# Start of Materials provided

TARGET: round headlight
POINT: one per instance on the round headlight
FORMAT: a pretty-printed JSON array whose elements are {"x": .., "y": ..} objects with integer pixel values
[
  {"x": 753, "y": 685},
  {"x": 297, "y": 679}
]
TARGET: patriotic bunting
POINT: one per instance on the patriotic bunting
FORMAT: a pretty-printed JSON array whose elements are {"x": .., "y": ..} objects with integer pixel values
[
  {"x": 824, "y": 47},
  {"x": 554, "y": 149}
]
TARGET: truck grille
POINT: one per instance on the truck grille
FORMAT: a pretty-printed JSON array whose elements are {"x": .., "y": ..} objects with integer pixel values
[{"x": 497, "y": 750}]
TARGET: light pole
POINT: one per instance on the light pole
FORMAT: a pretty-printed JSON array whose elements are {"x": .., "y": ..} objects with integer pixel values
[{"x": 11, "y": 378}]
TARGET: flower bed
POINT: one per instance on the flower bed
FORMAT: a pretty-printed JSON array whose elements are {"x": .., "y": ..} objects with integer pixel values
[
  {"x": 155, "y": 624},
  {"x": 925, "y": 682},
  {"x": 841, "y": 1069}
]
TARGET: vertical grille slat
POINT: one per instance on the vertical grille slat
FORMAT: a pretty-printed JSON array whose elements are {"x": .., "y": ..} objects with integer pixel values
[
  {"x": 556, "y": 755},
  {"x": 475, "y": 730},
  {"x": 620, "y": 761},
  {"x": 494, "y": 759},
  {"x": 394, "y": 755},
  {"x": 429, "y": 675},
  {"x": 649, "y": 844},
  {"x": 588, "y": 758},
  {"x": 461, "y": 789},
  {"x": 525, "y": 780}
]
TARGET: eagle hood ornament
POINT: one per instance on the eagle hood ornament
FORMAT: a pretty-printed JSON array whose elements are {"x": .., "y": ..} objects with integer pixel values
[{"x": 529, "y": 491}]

# End of Materials provided

*What is needed*.
Make an exact copy of every line in the data.

*Solved exercise*.
TARGET: round headlight
POINT: one per instance on the round headlight
FORMAT: a pretty-printed JSON array whose elements are {"x": .., "y": ..} objects with integer pixel values
[
  {"x": 753, "y": 685},
  {"x": 297, "y": 679}
]
TARGET: patriotic bunting
POINT: one per instance on the patriotic bunting
FORMAT: a pretty-printed JSON array whose elements are {"x": .., "y": ..} objects with integer pixel values
[
  {"x": 824, "y": 47},
  {"x": 554, "y": 149}
]
TARGET: truck grille
POINT: one per instance on the truck grille
FORMAT: a pretty-printed JSON array whose elements are {"x": .., "y": ..} objects with integer pixel values
[{"x": 497, "y": 750}]
TARGET: light pole
POINT: one per instance on the light pole
FORMAT: a pretty-printed JSON array whose elements are {"x": .., "y": ..} objects with integer pixel values
[{"x": 11, "y": 378}]
TARGET: flower bed
POINT: one per instance on the flower bed
FORMAT: a pretty-printed JSON array whose elements are {"x": .., "y": ..} objects with integer pixel values
[
  {"x": 155, "y": 624},
  {"x": 925, "y": 682},
  {"x": 841, "y": 1069}
]
TARGET: vertical grille slat
POINT: one per instance on the vertical grille slat
FORMAT: a pretty-printed JSON array whose elements are {"x": .., "y": ..} objects with integer pixel values
[
  {"x": 556, "y": 755},
  {"x": 475, "y": 730},
  {"x": 620, "y": 761},
  {"x": 494, "y": 759},
  {"x": 394, "y": 755},
  {"x": 429, "y": 675},
  {"x": 649, "y": 844},
  {"x": 588, "y": 758},
  {"x": 461, "y": 789},
  {"x": 525, "y": 780}
]
TARGET: eagle hood ornament
POINT: one per instance on the eagle hood ornament
FORMAT: a pretty-printed JSON array whose elements are {"x": .., "y": ..} objects with integer pixel values
[{"x": 529, "y": 491}]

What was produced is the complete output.